▶ Stated goal:
Which lines below contain the word "rose"? Show each of them in full.

******

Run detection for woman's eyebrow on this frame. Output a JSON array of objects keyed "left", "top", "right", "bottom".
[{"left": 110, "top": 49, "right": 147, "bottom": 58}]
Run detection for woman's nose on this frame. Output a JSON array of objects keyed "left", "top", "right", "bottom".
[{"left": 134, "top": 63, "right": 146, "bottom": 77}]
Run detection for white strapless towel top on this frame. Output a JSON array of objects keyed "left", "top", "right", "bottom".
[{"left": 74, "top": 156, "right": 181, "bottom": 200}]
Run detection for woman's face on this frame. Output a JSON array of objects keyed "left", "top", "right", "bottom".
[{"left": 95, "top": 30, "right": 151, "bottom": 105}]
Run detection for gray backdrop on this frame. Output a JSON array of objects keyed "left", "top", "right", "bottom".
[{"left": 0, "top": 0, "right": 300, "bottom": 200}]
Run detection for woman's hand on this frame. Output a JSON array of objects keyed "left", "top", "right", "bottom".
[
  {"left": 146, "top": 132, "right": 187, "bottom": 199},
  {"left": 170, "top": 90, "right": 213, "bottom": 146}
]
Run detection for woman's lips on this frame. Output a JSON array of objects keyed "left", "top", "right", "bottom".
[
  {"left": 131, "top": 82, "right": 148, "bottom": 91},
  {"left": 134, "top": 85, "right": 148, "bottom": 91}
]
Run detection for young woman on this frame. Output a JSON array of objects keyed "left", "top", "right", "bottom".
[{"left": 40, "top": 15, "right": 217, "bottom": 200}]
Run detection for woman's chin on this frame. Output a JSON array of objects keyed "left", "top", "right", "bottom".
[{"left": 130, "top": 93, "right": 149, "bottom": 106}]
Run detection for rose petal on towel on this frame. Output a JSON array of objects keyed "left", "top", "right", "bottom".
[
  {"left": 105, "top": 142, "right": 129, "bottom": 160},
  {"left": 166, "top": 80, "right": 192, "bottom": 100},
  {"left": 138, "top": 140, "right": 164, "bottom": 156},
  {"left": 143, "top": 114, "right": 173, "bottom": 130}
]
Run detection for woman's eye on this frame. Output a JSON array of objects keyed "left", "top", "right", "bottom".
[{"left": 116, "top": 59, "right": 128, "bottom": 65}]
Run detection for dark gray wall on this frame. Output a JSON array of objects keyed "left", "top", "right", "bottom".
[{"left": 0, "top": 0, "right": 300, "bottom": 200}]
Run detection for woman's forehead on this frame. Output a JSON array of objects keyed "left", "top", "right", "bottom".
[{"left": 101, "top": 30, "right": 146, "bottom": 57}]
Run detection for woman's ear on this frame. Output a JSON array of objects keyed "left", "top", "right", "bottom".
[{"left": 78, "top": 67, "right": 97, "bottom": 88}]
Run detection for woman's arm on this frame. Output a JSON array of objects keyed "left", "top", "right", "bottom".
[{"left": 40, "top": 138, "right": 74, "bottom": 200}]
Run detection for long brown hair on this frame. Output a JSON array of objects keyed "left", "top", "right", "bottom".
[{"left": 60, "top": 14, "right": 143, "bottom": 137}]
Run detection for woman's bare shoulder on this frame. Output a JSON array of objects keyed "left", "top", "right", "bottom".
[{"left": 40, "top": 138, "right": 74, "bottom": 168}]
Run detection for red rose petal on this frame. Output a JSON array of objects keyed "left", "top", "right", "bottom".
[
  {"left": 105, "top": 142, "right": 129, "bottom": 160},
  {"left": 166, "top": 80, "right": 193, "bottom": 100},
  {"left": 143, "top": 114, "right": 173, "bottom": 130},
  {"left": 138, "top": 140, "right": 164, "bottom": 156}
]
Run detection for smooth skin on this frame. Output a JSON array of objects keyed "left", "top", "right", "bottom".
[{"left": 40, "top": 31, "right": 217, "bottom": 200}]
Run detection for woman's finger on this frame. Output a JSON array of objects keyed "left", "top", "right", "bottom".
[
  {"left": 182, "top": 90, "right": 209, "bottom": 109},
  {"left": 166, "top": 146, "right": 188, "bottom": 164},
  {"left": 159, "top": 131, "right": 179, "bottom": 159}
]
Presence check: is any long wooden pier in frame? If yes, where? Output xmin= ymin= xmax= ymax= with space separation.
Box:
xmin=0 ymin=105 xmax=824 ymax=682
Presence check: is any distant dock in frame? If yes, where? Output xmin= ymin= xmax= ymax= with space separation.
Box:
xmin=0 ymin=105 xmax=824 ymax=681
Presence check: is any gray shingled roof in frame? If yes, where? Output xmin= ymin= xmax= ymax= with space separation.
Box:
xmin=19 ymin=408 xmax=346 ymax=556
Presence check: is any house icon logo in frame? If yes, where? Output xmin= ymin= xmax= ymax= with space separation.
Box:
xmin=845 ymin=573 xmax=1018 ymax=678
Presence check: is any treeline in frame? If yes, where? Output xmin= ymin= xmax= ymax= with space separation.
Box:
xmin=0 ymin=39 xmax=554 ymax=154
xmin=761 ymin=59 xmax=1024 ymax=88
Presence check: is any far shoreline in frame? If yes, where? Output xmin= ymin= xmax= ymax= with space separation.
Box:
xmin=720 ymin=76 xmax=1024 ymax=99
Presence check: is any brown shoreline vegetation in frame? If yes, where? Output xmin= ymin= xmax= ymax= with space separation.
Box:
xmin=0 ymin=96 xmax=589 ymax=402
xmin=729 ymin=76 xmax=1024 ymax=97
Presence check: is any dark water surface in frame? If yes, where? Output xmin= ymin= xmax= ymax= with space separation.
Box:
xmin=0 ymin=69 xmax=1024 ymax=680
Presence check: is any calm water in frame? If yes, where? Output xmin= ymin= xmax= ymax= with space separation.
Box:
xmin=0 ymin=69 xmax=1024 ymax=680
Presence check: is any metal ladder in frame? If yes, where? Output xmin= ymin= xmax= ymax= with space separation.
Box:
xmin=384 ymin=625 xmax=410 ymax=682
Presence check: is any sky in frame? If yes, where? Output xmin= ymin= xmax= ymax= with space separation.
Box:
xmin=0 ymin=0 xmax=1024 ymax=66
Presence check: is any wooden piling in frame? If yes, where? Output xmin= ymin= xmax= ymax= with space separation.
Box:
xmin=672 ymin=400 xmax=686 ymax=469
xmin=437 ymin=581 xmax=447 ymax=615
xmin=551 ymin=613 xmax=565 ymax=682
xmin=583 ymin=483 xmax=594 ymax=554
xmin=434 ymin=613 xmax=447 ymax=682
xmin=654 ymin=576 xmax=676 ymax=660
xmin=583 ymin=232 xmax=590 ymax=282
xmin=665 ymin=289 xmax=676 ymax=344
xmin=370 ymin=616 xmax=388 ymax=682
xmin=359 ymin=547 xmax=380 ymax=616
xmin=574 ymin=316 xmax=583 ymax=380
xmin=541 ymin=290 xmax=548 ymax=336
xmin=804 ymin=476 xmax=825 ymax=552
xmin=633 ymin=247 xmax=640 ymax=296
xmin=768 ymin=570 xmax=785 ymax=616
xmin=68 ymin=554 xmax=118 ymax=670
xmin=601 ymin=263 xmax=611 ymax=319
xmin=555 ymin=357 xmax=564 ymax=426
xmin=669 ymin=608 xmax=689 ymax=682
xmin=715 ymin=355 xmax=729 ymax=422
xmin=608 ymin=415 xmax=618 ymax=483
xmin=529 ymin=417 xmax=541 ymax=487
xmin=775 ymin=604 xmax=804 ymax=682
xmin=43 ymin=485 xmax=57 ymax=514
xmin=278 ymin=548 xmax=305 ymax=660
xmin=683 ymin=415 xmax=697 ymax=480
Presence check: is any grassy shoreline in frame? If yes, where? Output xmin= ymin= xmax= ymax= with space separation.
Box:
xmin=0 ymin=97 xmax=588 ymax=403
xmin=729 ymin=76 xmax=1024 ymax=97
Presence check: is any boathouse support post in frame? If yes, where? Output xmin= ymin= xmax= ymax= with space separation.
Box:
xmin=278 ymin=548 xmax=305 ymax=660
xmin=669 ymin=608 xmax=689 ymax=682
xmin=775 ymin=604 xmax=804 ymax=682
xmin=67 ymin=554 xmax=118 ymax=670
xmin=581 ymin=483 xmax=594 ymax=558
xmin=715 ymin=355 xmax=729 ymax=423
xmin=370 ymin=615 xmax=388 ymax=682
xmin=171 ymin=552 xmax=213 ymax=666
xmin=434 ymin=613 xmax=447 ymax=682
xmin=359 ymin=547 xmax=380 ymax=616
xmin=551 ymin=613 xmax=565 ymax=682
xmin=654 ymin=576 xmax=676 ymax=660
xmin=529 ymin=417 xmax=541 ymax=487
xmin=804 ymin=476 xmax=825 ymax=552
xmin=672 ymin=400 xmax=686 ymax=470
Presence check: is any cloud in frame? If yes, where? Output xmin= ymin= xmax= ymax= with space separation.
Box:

******

▶ Answer to the exercise:
Run detection for rose petal on towel on this frame. Output a JSON array of objects keyed "left", "top", "right", "bottom".
Run detection for red rose petal on this frame. Output a JSON array of objects keyed "left", "top", "right", "bottom".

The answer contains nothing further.